Page extract:
☆ ☆ ☆ ☆
In endemic areas of Austria and Southern Germany, TBE prevalence has been found to be 4–8%. Only in the most severely affected areas in the east and southeast of Austria figures of up to 14% may be reached. Prevalence is extremely high in some areas of the former USSR and former Czechoslovakia.
A much higher percentage of TBE positive individuals has been observed among risk groups such as:
• Individuals working in agriculture and forestry
• Hikers, ramblers, people engaged in outdoor sports
• Collectors of mushrooms and berries.
During the past two decades, however, the number of infections has substantially declined, particularly among individuals engaged in agriculture and forestry who have participated in the vaccination programs.
☆ ☆ ☆ ☆
Entries provided:
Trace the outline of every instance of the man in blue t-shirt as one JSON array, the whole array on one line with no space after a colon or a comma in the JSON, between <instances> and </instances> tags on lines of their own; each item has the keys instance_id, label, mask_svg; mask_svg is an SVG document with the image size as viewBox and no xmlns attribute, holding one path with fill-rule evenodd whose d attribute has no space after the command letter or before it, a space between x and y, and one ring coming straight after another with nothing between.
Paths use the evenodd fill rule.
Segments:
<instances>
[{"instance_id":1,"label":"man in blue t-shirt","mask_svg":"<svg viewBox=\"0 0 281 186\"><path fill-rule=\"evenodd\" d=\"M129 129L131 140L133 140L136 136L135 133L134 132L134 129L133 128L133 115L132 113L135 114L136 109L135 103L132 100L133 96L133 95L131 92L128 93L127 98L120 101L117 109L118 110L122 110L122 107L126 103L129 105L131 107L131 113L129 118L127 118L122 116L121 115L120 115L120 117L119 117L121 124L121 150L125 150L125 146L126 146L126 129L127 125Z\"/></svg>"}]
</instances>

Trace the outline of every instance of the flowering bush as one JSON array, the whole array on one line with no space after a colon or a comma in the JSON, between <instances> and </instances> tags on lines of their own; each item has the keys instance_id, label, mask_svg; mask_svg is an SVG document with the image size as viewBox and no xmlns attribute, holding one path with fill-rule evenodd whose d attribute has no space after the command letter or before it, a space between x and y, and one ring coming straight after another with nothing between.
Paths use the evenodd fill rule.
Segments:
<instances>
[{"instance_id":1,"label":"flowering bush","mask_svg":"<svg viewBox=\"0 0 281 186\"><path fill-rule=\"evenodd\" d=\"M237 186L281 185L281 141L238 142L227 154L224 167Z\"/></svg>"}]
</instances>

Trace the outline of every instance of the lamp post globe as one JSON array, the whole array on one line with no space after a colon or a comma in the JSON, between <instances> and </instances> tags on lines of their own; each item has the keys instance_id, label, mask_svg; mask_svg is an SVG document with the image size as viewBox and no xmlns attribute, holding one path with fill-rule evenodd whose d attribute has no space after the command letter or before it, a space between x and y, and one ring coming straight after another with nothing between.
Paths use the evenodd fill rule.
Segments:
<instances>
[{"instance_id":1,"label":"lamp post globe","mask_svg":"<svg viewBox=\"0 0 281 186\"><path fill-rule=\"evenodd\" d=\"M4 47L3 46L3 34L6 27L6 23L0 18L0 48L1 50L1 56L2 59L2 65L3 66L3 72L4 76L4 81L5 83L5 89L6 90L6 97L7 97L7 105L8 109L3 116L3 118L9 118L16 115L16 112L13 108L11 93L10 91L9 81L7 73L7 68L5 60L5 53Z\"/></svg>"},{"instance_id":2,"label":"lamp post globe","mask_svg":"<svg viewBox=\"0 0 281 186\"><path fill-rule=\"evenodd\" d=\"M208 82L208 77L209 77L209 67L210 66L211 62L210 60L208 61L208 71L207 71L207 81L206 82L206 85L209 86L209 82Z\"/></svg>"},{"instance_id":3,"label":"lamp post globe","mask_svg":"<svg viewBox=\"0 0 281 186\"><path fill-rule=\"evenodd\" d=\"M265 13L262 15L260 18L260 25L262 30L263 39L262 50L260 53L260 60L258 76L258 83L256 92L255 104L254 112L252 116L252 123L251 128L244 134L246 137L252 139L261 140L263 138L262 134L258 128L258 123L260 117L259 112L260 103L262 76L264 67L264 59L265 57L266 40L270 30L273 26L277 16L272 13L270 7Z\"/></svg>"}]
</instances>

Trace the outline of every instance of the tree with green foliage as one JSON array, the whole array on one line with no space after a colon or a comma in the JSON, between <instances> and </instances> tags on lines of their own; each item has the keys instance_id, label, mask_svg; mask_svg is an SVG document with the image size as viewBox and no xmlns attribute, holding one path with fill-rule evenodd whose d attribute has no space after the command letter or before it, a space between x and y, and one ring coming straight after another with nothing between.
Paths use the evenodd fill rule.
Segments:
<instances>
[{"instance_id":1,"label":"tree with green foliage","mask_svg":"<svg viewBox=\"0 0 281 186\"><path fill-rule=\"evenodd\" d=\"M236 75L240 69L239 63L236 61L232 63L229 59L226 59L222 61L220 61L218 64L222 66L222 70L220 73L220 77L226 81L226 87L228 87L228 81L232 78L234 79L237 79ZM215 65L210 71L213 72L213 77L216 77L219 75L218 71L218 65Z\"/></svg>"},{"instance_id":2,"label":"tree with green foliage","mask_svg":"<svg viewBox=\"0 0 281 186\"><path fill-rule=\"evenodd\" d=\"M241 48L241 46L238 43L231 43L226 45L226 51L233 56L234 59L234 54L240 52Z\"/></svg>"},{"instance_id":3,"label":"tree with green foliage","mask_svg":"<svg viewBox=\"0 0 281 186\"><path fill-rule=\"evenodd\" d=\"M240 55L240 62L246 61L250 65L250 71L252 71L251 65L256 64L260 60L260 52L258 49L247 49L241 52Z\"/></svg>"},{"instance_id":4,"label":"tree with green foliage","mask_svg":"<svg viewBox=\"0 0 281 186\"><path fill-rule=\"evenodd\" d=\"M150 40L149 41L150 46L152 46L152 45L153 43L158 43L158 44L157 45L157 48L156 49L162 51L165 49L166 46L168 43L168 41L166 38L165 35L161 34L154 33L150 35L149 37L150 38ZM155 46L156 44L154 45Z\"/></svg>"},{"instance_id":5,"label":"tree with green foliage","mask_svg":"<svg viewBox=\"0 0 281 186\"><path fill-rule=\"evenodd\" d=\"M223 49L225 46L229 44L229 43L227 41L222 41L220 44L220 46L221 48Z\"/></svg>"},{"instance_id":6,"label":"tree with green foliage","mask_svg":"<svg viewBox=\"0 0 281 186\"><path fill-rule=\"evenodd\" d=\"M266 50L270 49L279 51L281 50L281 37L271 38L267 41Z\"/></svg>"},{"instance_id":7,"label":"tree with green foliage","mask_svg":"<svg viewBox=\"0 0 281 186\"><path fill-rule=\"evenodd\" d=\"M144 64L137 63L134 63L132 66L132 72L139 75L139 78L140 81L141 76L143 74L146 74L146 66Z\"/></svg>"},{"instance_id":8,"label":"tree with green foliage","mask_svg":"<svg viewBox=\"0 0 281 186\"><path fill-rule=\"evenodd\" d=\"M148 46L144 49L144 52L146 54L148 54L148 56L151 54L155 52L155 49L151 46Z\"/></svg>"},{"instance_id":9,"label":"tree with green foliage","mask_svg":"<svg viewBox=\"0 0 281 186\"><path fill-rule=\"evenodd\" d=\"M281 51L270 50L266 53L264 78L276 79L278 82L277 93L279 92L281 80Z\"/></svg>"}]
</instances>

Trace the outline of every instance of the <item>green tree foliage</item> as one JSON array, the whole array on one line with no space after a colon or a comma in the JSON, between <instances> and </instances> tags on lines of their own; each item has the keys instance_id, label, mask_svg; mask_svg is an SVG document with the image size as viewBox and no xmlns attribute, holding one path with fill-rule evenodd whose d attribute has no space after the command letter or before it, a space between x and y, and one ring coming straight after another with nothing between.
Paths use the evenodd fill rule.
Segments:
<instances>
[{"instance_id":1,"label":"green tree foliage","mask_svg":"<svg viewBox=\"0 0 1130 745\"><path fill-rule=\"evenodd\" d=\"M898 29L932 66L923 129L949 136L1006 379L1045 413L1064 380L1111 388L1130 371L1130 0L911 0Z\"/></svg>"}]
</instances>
☆ ☆ ☆ ☆
Task set:
A. What TBE prevalence has been found in endemic areas of Austria and Southern Germany, according to the TBE prevalence passage?
B. Continue the TBE prevalence passage from its last sentence.
The records play no part in what follows.

Results in order:
A. 4–8%.

B.
At present, mainly people who come to TBE endemic areas in pursuit of their recreational activities develop the disease. Recent increases of TBE cases in Central Europe and the Baltic states may have arisen largely from changes in human behavior that have brought more people into contact with infected ticks. On account of environmental concerns, the rigorous treatment of TBE natural focus territory in Russia was discontinued in the 1980s. That may partly explain the increase of the tick population and rate of infective ticks in this region.
Infection with TBE virus may happen at home, when infected ticks are inadvertently carried in with bunches of wild flowers, Christmas trees, clothes, or by dogs. Moreover, TBE virus infections are more and more frequently reported to have occurred in the patients’ own gardens, even in urban areas.